Exercise: Please return every line of the material verbatim and skip any images.

——

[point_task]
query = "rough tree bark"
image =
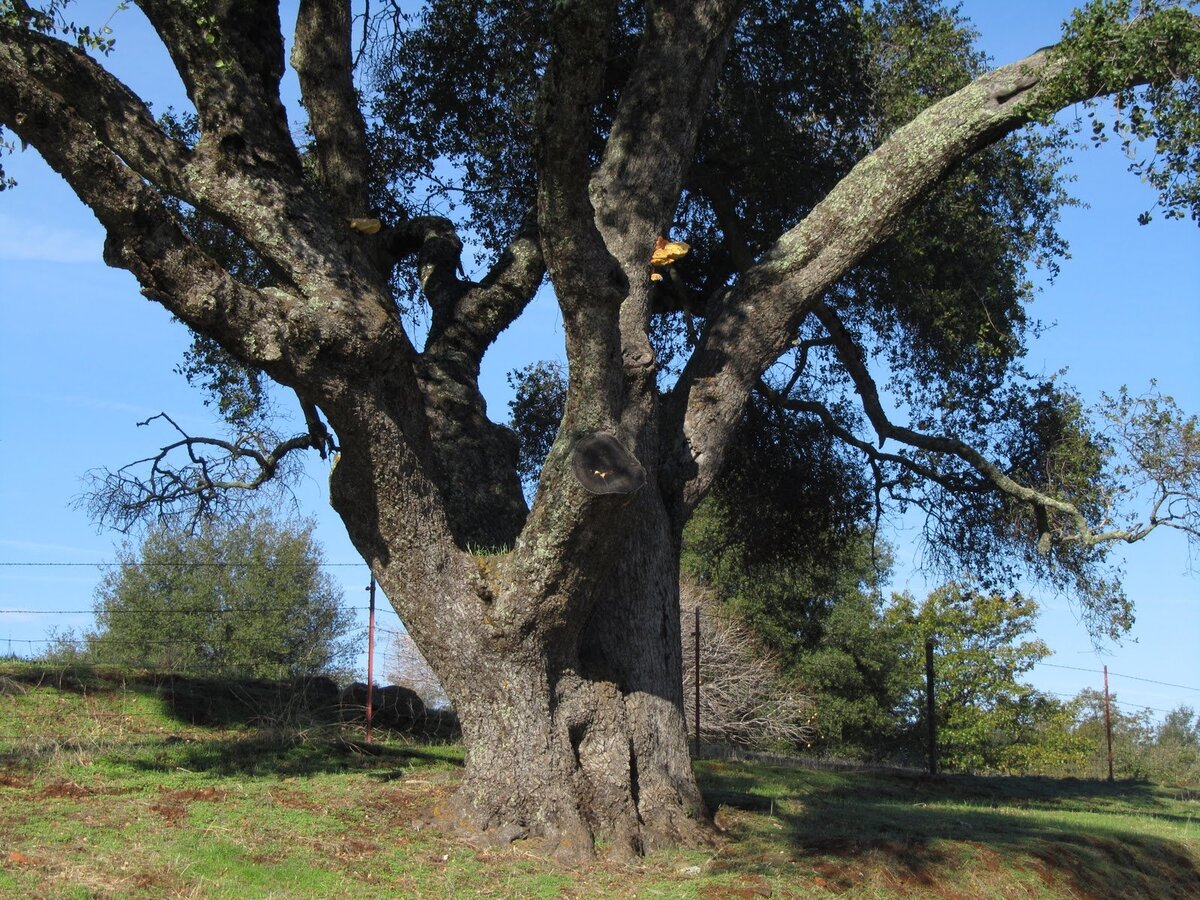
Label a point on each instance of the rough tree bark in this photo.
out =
(559, 646)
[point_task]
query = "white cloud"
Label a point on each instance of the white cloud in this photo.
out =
(29, 241)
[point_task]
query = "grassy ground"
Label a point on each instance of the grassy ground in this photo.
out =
(105, 791)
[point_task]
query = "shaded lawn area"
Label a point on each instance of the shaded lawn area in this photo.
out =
(106, 792)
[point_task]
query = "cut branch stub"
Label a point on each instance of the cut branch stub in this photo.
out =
(603, 465)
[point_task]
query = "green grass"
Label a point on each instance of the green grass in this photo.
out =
(107, 791)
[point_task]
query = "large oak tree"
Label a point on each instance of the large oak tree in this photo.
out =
(802, 149)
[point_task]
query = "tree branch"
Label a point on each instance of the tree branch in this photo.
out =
(322, 59)
(124, 499)
(229, 54)
(1042, 504)
(143, 237)
(653, 136)
(754, 323)
(112, 111)
(486, 309)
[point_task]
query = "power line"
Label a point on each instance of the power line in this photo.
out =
(213, 564)
(1119, 675)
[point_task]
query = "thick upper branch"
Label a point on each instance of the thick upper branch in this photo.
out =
(322, 59)
(118, 117)
(755, 322)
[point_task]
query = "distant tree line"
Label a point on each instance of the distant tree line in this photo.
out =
(245, 599)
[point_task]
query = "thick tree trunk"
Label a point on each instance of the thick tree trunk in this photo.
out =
(577, 738)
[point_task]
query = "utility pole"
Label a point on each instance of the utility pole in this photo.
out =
(1108, 720)
(930, 707)
(370, 655)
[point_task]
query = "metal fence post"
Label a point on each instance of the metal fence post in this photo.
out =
(930, 707)
(370, 655)
(697, 681)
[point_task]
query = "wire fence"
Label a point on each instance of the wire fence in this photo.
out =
(402, 694)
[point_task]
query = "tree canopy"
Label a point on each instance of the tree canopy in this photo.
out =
(859, 205)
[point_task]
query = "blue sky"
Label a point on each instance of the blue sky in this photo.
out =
(83, 358)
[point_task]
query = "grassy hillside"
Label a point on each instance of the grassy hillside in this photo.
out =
(106, 790)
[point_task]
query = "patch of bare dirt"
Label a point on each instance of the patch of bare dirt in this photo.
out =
(196, 795)
(172, 813)
(293, 799)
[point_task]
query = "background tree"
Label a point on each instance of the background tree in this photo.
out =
(988, 719)
(888, 258)
(240, 600)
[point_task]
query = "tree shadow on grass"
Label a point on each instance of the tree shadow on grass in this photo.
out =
(915, 833)
(283, 756)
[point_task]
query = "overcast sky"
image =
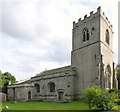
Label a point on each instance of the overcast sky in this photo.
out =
(37, 34)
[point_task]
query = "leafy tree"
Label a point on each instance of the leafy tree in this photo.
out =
(6, 78)
(99, 98)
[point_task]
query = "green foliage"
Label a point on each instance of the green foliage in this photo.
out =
(98, 98)
(6, 78)
(113, 90)
(76, 97)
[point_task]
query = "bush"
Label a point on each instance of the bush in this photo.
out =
(113, 90)
(98, 98)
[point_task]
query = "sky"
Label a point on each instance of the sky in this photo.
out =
(36, 35)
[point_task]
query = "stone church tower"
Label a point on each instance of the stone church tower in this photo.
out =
(91, 63)
(92, 52)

——

Result for this exercise:
[point_task]
query = "rough tree bark"
image =
Label a point on each instance of the rough tree bark in this photo.
out =
(559, 646)
[point_task]
query = "white cloud"
Label a point on each instance of the white cloud in this photo.
out =
(29, 241)
[point_task]
query = "grassy ground"
Label a point on each instance of the grassy ground in this photo.
out =
(105, 791)
[point_task]
query = "shaded lawn area"
Label a point on each instance of the shaded lawn area in this photo.
out =
(106, 792)
[point_task]
query = "cut branch stub"
Label a point on each instance of the cut branch stub in this photo.
out =
(603, 465)
[point_task]
query = "green grass"
Label a point on each instance of the green grass in this photo.
out =
(107, 791)
[point_task]
query = "large oak tree"
Label a point on each instance of the large oak tree in this photo.
out =
(802, 149)
[point_task]
query = "tree branch"
Label a point on each instance of the tree branch in this photo.
out =
(322, 59)
(124, 499)
(229, 54)
(1042, 504)
(143, 237)
(653, 136)
(754, 323)
(112, 111)
(486, 309)
[point_task]
query = "power line"
Label a point on each instance of the power line in this photo.
out =
(213, 564)
(1119, 675)
[point_task]
query = "thick upper branch"
Label a point on each instance of the thick upper branch in this photo.
out =
(322, 59)
(118, 117)
(755, 322)
[point_task]
query = "distant tree line"
Label a point on each instance of the distant tree line in this photo.
out =
(245, 599)
[point_task]
query = "thick tree trunk"
Label a point on each instance of the thick tree trunk in this photo.
out =
(577, 738)
[point_task]
query = "utility pole"
Label a point on each instance of the utility pole in this photo.
out =
(1108, 720)
(930, 707)
(370, 655)
[point_task]
query = "metal fence post"
Label a point on each instance of the metal fence post in this photo.
out =
(930, 707)
(370, 655)
(697, 681)
[point_task]
query = "wire fence"
Label a point on each instance of the wire fence in this photo.
out =
(402, 694)
[point_task]
query = "tree canopy"
Label a point on each instance of the tree canopy in this photo.
out =
(859, 205)
[point_task]
query = "blue sky"
Label a point on each instance of the blue sky in this photo.
out =
(83, 358)
[point_task]
query = "grassy hillside"
Label a point on each instance of the grassy hillside in this photo.
out =
(106, 790)
[point_task]
query = "patch of bare dirt"
Label a point on each instance of the patch of bare dirt in this photo.
out =
(196, 795)
(172, 813)
(293, 799)
[point_task]
query = "background tree"
Label a point on each instance of the background tree in this photo.
out =
(988, 719)
(888, 258)
(240, 600)
[point_task]
query = "tree shadow on grass"
Label a point on each instance of the tree shadow on grass in this photo.
out =
(915, 833)
(283, 756)
[point_task]
query = "overcast sky"
image =
Label a point on each instance of the overcast sky in this photo.
out =
(37, 34)
[point_task]
query = "leafy tree"
Label a point on each instance of the leafy tree in this photo.
out =
(6, 78)
(99, 98)
[point_task]
query = "green foliage"
Label a point on each instance of the green foliage in this photo.
out =
(98, 98)
(6, 78)
(113, 90)
(76, 97)
[point_task]
query = "bush"
Label a point on each instance of the bush in this photo.
out =
(113, 90)
(98, 98)
[point_task]
query = "sky"
Label a point on each instance of the sky in this photo.
out =
(36, 35)
[point_task]
query = "stone church tower"
Label a point on each instance of the stone church tower in this photo.
out =
(91, 63)
(92, 52)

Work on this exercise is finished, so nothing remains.